### AUFGABEN
1. Woher stammt der Chansonnier Johannes Kirchberg laut dem Text über den Kästner-Abend?
2. Schreibe den Abschnitt des Textes über den Kästner-Abend, beginnend bei „Im Fall der“ und endend bei „und Aktualität gleichermaßen.“, neu und ersetze darin „Volkshochschule“ durch „Musikschule“.

### ANGEZEIGTER TEXT
Eschenbach. Chansonnier Johannes Kirchberg begeisterte in der Stadtbibliothek im Musiksaal mit feinem Humor und Liedern nach Erich Kästner. Die Verse: erschreckend aktuell.

Eschenbach. Chansonnier Johannes Kirchberg begeisterte in der Stadtbibliothek im Musiksaal mit feinem Humor und Liedern nach Erich Kästner. Die Verse: erschreckend aktuell.
Mit großer schauspielerischer Überzeugungskraft und Musikalität interpretierte Chansonnier Johannes Kirchberg im Musiksaal des „Eschenbacher Kulturtempels“ Werke von Erich Kästner. Foto: Robert Dotzauer

Erich Kästners Große Zeiten in der Eschenbacher Stadtbibliothek

Im Fall der Kästner-Verse „So groß wie heute war die Zeit noch nie“ und der Chanson-Texte des Kästner-Verehrers Johannes Kirchberg trifft eine Zuschreibung zu, die erschreckend aktuell klingt. Im Musiksaal des restaurierten ehemaligen Vermessungsamtes konnten die Besucher bei vollem Haus den derzeit besten Erich-Kästner-Interpreten erleben.

Auf Einladung der Stadtbibliothek, der Volkshochschule und des Bundesprogramms „Demokratie leben“ präsentierte der aus Leipzig stammende Chansonnier Johannes Kirchberg mit feinem Humor hintergründige Texte und Gedichte seines Lieblingsautors Erich Kästner. Das Motto des Abends „So groß wie heute war die Zeit noch nie“ offenbarte ein Stück Zeitgeschichte und Aktualität gleichermaßen.

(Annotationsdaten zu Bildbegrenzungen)

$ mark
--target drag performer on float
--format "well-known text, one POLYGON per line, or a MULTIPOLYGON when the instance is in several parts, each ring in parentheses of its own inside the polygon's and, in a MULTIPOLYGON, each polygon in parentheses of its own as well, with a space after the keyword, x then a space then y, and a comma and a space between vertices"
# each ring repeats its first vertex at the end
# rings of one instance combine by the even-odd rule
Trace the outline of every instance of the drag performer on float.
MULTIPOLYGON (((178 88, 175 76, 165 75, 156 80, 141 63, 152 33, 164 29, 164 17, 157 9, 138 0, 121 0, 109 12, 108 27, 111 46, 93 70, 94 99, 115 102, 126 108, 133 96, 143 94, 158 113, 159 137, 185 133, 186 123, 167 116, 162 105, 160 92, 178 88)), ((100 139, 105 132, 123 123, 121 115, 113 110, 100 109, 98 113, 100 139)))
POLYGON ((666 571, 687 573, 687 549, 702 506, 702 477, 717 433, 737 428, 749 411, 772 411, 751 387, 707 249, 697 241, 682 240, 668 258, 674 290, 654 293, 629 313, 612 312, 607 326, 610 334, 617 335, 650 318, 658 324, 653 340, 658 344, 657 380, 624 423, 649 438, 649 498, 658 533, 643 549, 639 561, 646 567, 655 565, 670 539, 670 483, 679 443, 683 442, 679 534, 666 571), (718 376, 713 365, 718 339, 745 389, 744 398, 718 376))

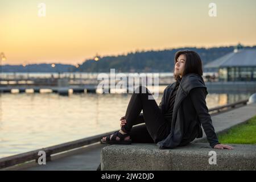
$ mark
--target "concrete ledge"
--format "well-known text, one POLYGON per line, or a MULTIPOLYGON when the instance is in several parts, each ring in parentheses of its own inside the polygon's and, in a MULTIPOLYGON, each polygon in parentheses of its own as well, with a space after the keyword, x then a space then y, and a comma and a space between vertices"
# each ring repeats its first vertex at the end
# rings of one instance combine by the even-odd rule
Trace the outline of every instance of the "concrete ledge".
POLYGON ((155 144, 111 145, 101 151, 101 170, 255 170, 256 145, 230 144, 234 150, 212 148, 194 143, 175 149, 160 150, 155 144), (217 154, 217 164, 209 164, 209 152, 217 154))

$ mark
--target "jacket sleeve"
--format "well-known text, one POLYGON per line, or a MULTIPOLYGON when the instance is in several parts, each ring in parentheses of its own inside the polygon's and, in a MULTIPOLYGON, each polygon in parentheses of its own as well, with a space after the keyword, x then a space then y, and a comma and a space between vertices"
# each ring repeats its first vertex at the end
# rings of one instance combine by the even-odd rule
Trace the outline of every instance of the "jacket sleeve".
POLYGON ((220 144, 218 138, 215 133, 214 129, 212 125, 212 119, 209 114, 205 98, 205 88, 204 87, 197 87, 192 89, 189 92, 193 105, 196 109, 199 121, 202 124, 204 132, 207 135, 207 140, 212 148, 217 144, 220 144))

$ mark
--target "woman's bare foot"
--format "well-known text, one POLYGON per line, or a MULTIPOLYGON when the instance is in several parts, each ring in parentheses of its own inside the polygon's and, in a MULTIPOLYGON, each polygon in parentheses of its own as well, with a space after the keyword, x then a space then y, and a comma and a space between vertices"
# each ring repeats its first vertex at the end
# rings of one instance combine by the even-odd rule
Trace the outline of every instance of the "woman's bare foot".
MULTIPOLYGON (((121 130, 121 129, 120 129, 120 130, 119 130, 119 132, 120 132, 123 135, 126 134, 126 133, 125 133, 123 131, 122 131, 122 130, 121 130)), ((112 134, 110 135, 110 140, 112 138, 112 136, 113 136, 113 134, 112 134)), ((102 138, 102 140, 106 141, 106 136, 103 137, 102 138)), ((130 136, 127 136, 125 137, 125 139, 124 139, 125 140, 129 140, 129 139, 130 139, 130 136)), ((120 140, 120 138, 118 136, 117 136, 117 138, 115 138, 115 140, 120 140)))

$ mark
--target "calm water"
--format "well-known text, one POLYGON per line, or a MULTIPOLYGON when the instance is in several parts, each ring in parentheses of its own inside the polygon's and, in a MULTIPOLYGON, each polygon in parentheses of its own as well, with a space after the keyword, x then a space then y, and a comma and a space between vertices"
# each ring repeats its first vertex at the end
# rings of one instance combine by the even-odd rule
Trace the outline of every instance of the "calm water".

### DIE ANTWORTEN
1. Aus Leipzig.

2.
Im Fall der Kästner-Verse „So groß wie heute war die Zeit noch nie“ und der Chanson-Texte des Kästner-Verehrers Johannes Kirchberg trifft eine Zuschreibung zu, die erschreckend aktuell klingt. Im Musiksaal des restaurierten ehemaligen Vermessungsamtes konnten die Besucher bei vollem Haus den derzeit besten Erich-Kästner-Interpreten erleben.

Auf Einladung der Stadtbibliothek, der Musikschule und des Bundesprogramms „Demokratie leben“ präsentierte der aus Leipzig stammende Chansonnier Johannes Kirchberg mit feinem Humor hintergründige Texte und Gedichte seines Lieblingsautors Erich Kästner. Das Motto des Abends „So groß wie heute war die Zeit noch nie“ offenbarte ein Stück Zeitgeschichte und Aktualität gleichermaßen.